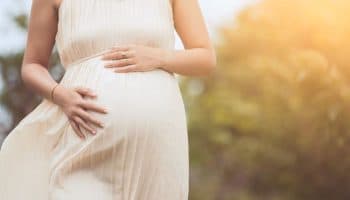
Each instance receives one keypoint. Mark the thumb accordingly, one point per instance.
(85, 91)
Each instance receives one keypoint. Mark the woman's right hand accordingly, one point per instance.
(75, 106)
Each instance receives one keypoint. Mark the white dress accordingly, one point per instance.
(141, 153)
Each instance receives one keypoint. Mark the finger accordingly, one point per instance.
(122, 47)
(129, 68)
(120, 63)
(87, 117)
(93, 107)
(77, 129)
(85, 125)
(112, 56)
(118, 55)
(85, 91)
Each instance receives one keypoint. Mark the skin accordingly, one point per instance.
(197, 59)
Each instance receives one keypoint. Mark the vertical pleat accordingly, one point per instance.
(142, 152)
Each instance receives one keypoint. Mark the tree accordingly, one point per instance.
(273, 121)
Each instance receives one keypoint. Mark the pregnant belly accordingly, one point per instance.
(137, 99)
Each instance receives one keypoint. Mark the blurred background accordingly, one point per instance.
(271, 123)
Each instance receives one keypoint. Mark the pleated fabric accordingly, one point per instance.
(142, 151)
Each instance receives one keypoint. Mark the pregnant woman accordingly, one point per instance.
(114, 127)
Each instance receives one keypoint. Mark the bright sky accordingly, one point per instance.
(216, 12)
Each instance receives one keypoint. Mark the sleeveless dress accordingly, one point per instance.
(142, 151)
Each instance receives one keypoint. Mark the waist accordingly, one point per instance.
(96, 55)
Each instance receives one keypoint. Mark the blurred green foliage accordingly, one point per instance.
(273, 121)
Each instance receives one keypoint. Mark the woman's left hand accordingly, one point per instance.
(131, 58)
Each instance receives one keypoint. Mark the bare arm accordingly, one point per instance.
(34, 70)
(40, 41)
(199, 57)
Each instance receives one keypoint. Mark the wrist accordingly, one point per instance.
(58, 95)
(165, 58)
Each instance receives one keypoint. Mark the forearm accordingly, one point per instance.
(38, 78)
(190, 62)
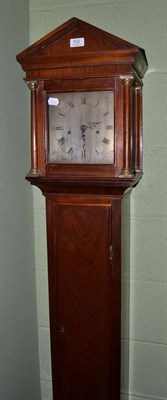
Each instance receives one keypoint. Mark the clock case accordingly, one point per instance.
(85, 206)
(105, 62)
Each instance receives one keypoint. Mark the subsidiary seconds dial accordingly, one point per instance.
(81, 127)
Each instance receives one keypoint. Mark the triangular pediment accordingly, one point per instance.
(77, 42)
(58, 41)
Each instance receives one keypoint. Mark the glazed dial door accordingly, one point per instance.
(81, 127)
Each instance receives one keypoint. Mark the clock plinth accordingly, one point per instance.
(86, 155)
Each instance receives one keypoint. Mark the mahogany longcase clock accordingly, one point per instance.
(86, 155)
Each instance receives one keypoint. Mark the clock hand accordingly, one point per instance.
(92, 125)
(83, 129)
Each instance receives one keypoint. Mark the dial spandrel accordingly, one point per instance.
(81, 127)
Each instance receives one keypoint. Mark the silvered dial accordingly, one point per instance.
(81, 127)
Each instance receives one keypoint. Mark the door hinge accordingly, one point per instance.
(111, 252)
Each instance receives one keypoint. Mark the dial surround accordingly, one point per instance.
(81, 127)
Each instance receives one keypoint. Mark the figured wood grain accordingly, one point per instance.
(83, 296)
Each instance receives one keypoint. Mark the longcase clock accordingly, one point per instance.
(86, 155)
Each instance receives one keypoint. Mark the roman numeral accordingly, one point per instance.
(106, 141)
(61, 140)
(83, 99)
(106, 113)
(71, 104)
(70, 150)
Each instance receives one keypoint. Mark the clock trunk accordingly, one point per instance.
(84, 297)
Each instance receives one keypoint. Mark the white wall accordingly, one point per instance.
(19, 369)
(142, 22)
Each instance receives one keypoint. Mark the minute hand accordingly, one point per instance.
(92, 125)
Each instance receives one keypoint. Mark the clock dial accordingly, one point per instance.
(81, 127)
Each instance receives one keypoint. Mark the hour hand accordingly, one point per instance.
(83, 128)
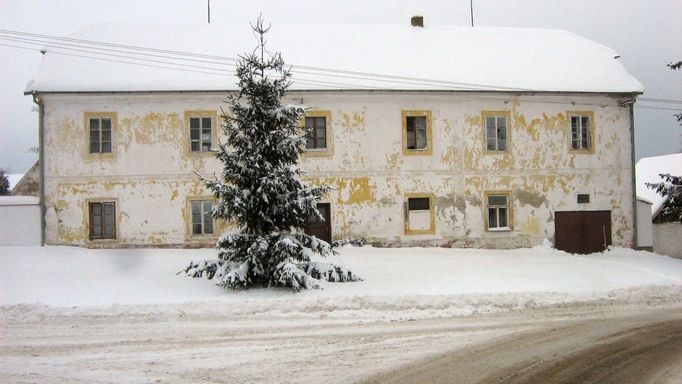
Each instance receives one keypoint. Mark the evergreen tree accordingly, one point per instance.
(4, 183)
(671, 188)
(261, 190)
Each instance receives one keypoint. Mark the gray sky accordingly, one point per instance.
(644, 32)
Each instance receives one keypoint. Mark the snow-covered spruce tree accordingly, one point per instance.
(4, 183)
(261, 190)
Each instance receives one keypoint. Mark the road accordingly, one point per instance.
(565, 344)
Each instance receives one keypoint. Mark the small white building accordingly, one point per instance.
(482, 137)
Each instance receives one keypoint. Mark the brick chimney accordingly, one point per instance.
(417, 21)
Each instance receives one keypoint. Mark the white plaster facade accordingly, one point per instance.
(150, 173)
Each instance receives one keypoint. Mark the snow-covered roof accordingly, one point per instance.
(406, 57)
(647, 171)
(18, 200)
(13, 179)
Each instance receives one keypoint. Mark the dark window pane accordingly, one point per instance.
(491, 137)
(196, 229)
(94, 136)
(502, 217)
(501, 122)
(418, 204)
(502, 144)
(321, 132)
(94, 147)
(208, 225)
(498, 200)
(490, 123)
(421, 138)
(492, 218)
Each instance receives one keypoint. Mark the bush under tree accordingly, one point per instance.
(671, 189)
(261, 190)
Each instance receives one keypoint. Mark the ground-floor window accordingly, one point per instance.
(202, 222)
(499, 212)
(419, 214)
(102, 220)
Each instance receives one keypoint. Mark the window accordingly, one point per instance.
(498, 212)
(202, 222)
(496, 133)
(100, 134)
(102, 220)
(581, 130)
(317, 125)
(416, 132)
(583, 198)
(419, 215)
(200, 133)
(316, 128)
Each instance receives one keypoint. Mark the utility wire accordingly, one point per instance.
(140, 59)
(295, 67)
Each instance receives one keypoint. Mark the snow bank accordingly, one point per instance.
(648, 170)
(399, 283)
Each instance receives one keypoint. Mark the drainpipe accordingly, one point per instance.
(41, 164)
(634, 175)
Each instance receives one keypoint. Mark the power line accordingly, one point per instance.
(318, 70)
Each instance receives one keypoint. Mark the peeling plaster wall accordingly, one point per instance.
(150, 174)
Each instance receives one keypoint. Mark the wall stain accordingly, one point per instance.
(530, 198)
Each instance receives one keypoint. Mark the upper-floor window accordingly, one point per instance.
(102, 215)
(200, 133)
(419, 214)
(316, 128)
(100, 134)
(202, 221)
(581, 130)
(416, 132)
(496, 130)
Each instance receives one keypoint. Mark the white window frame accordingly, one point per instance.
(497, 207)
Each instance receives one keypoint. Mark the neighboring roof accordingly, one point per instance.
(648, 170)
(14, 178)
(18, 200)
(465, 58)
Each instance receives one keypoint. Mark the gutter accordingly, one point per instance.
(41, 163)
(633, 173)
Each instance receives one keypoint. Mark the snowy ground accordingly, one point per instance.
(72, 315)
(398, 283)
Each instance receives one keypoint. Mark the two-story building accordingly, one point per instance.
(475, 137)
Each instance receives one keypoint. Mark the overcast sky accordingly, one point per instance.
(644, 32)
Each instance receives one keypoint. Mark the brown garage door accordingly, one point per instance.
(582, 231)
(319, 228)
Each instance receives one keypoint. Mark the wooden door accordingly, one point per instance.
(582, 231)
(322, 229)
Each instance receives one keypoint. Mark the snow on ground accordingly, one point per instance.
(398, 283)
(648, 170)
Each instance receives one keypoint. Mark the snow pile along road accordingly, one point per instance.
(399, 283)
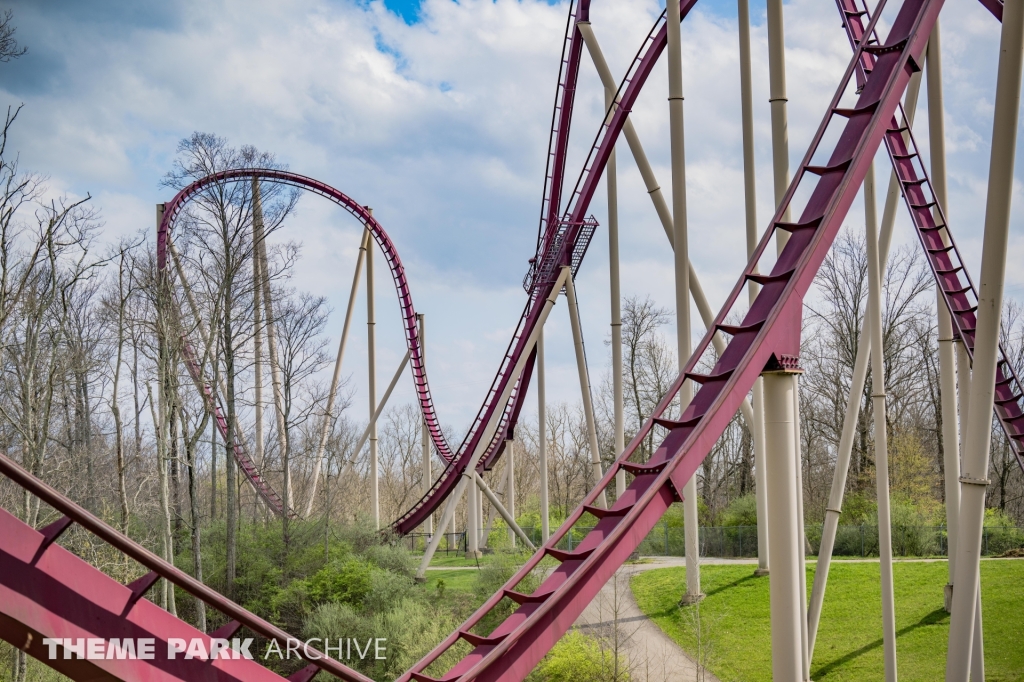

-- TASK STATEMENT --
Starting with the line that contains "Each instance receives one keypoint. Mark the power" and continuing through the end of the material, write out every line again, requests included. Scale each point coordinate in the answers by 2.6 and round to whole numbers, with halves going up, and leave out the pictures.

-- EXERCISE RESPONSE --
Each instance receives one keypoint. Mark the power line accordingly, one point per instance.
(827, 182)
Each instance receives one keypoint. Mark the peeling plaster wall accordingly, one point per instance.
(390, 452)
Each instance receives one keypoint. Mark the wall stain accordingly, one point per instance.
(1378, 515)
Each instance receives one keypoint. Mark the upper-floor window accordingly, one point per instance.
(265, 559)
(520, 346)
(1089, 556)
(822, 333)
(260, 348)
(525, 575)
(1511, 338)
(1082, 343)
(1290, 338)
Each instance receives one keypoint. Mark the white window frame accordingly, one point per instance.
(1292, 538)
Each instance receives one keypoint. Mark the neighboring roof accordingly, one point per instance.
(1685, 442)
(36, 463)
(47, 520)
(1209, 151)
Each instance receives one keypoint. Mark the gutter accordingly, one point per instance.
(107, 424)
(1646, 450)
Each instance receives one keypoint. Mark the snowy ground accordingly, one point per instance.
(187, 819)
(1035, 736)
Each instance receives one keypoint. Mark the two-story building accordingly, one point per instance.
(1235, 356)
Each instance receives one keypoint. Mark the overcast sky accordingly, one point per instance.
(1674, 83)
Each instance receives one keypoint. Mark the brown garage door accordingly, one point per instance.
(1513, 601)
(829, 593)
Each instance receives one keypoint. Mark the wooden door accordingly, one point per instance.
(1513, 601)
(837, 595)
Each instance receives one keypoint. Mark the snow on ground accordingly, one point per instance.
(1035, 736)
(1685, 442)
Each instance receives one keypoint. Mark the snow pile along road accordingly, one point per instance.
(1037, 736)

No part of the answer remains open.